[Dataset rows]
»»

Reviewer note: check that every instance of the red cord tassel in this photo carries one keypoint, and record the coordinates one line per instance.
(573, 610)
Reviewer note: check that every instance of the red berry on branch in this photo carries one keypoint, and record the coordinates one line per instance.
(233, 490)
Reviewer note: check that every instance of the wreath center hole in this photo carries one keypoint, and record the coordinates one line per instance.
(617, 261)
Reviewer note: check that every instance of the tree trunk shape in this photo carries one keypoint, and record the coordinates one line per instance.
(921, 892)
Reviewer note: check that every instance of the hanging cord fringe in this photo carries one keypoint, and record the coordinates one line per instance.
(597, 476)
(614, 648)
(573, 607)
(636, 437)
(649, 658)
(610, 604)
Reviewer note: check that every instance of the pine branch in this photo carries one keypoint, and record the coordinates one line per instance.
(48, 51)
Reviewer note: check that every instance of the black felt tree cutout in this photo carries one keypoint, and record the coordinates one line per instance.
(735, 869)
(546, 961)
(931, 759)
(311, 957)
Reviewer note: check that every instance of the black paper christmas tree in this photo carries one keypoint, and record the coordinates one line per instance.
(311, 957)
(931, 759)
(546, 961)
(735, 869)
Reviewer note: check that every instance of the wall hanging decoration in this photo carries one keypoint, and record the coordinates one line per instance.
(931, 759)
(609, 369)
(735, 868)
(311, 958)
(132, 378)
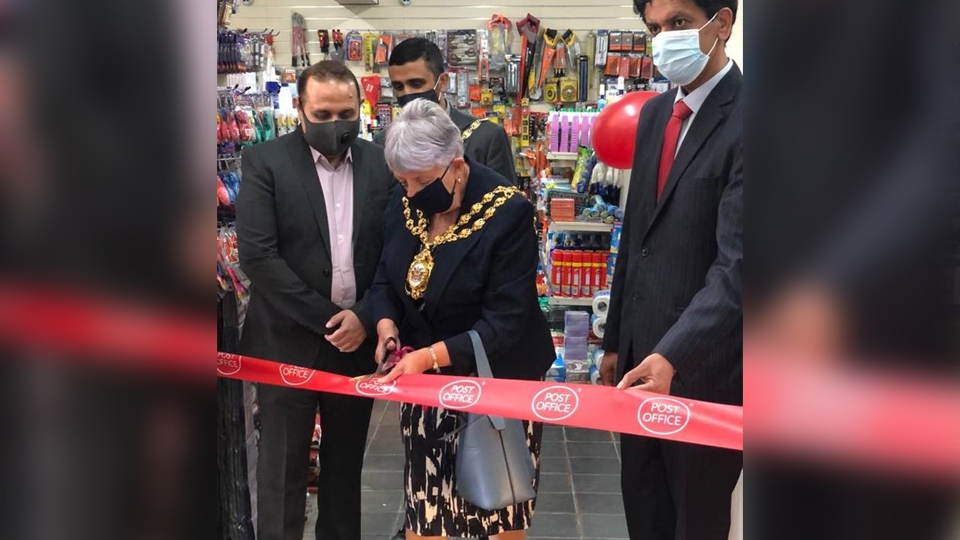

««

WHAT IS REQUIRED - From the listing above, pull out every line that contains the word "tree" and copy those lines unchanged.

TASK RESULT -
Reviewer note: check that every instance of the tree trunk shape in this photo carries one keypoint, and record the coordinates one line per instance.
Reviewer note: check that every instance of the black felt tree cutout in this photo carries one keypoint, and record the coordinates one line per instance.
Reviewer note: check that every instance of the black paper christmas tree in this photo carries one keypoint, and record the coordinates one line per instance.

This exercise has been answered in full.